> [Instructions for the task]: Write out the data below in full. Keep it exact.

:: Entries shown

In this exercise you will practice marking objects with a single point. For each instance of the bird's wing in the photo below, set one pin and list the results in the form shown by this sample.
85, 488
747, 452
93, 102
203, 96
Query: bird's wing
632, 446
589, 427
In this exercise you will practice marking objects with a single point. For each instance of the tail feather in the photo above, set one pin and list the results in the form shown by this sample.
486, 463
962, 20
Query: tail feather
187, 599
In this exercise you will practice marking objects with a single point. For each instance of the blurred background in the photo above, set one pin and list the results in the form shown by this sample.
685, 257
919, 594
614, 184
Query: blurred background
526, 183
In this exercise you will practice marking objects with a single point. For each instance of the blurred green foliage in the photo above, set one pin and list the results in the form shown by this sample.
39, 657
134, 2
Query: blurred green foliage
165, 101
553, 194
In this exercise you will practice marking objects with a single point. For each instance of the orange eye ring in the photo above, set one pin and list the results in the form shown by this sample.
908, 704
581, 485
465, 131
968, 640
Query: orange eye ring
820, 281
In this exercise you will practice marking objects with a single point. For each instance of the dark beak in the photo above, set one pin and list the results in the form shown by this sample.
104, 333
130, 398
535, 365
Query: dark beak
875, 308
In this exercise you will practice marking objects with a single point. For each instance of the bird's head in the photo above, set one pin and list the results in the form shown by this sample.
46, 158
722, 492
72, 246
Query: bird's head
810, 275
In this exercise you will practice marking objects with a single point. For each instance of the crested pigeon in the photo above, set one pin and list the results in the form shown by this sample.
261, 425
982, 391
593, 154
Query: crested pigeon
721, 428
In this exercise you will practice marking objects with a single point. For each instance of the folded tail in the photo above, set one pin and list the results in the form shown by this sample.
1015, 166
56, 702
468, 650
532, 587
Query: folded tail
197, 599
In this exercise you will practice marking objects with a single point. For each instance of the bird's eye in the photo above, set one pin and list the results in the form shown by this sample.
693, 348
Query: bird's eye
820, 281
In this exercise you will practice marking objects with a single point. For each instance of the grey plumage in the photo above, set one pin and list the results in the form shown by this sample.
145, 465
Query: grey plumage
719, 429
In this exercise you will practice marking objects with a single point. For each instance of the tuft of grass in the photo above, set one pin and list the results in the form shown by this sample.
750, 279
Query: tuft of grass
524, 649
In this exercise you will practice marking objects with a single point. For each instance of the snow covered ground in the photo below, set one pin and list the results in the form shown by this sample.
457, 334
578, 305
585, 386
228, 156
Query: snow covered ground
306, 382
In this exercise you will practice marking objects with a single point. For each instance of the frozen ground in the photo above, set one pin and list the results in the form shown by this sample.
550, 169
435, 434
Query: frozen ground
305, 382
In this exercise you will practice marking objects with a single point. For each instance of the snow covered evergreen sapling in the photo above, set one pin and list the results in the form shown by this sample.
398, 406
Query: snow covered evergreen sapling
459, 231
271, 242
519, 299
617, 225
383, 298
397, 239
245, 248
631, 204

::::

> [Written response]:
In this exercise you will practice marking objects with a single point. For each instance of the bird's wing in the photo below, set one pin and list the results in the form shown by this sample.
85, 488
747, 452
93, 102
203, 96
Query: bird's wing
632, 446
589, 427
In this exercise you will practice marking objects with a single point. For each instance of the tail feather in the photo above, set one pin and list the results in the form shown by this sample.
486, 463
962, 20
Query: tail feather
187, 599
In this exercise you will practice marking objects with a single point. For each instance of the blurred background in the photo above, set one pin and list the results in the form shown by this sample.
685, 257
919, 594
614, 184
Query: blurred background
526, 183
In this exercise you will practice marking objects with a single point. For each instance of the blurred green foliage in the photo above, set one pin and list the results in the form shown by this sample.
39, 657
134, 2
Query: blurred green foliage
165, 101
553, 194
In this exercise you will practice marking objects with a single point. For each instance of the orange eye ring in the photo above, set one pin and list the results in the form shown by this sample.
908, 704
581, 485
465, 131
968, 640
Query: orange eye ring
820, 281
In this exercise you will practice marking objects with a single point. For each instance of the dark beak in the photo above, set one pin and list the results in the form shown by this sample.
104, 333
130, 398
535, 365
Query: dark beak
875, 308
In this exercise you will practice marking objects with a single point. For each instance of the bird's head in the photo above, set one pin and list the results in the form shown by this sample.
46, 158
722, 492
72, 246
Query: bird's head
810, 275
In this exercise you will practice marking objects with a single point. For each instance of the crested pigeon in the photo above, set one pin and list the results in the form shown by this sample.
261, 425
982, 391
593, 154
Query: crested pigeon
721, 428
In this exercise you will practice marking objects with a single point. For each instance of the folded tail in the photo above, set one pin and list the results in the form shown by this sample.
1015, 166
56, 702
468, 650
532, 587
Query: folded tail
197, 599
In this exercise you will practice marking objects with a single point. For each instance of the bird's eye in the photo above, set one pin and list the results in the form shown by this sample.
693, 348
Query: bird's eye
820, 281
In this exercise you will practice marking objects with a single point. For each instance of the grey plumage in the photo above, set one pin and list the results in the form shown by this sample.
145, 465
Query: grey plumage
719, 429
In this exercise you will practice marking objects with a single point. For each instance of the tuft of grass in the photo above, set one pin and list the results in the form shown by this sample.
750, 279
Query: tuft of grass
524, 649
In this exercise you will practice marking objects with a single point. For each instance of the snow covered ground in the photo below, set one pin and list the results in the form shown by this sample.
457, 334
578, 305
585, 386
228, 156
Query: snow covered ground
306, 382
In this exercise you will practice marking objects with a single point. For each instance of the frozen ground in the photo above, set one pin and list the results in the form shown by this sample.
550, 169
435, 434
Query: frozen ground
305, 382
In this exercise you will practice marking objects with a single point. For each instance of the snow covered evergreen sapling in the photo above, set one pin and list the results in the form shown by this sample.
398, 406
Query: snow covered evergreen sapling
459, 231
271, 242
519, 299
617, 225
383, 298
397, 239
245, 248
631, 204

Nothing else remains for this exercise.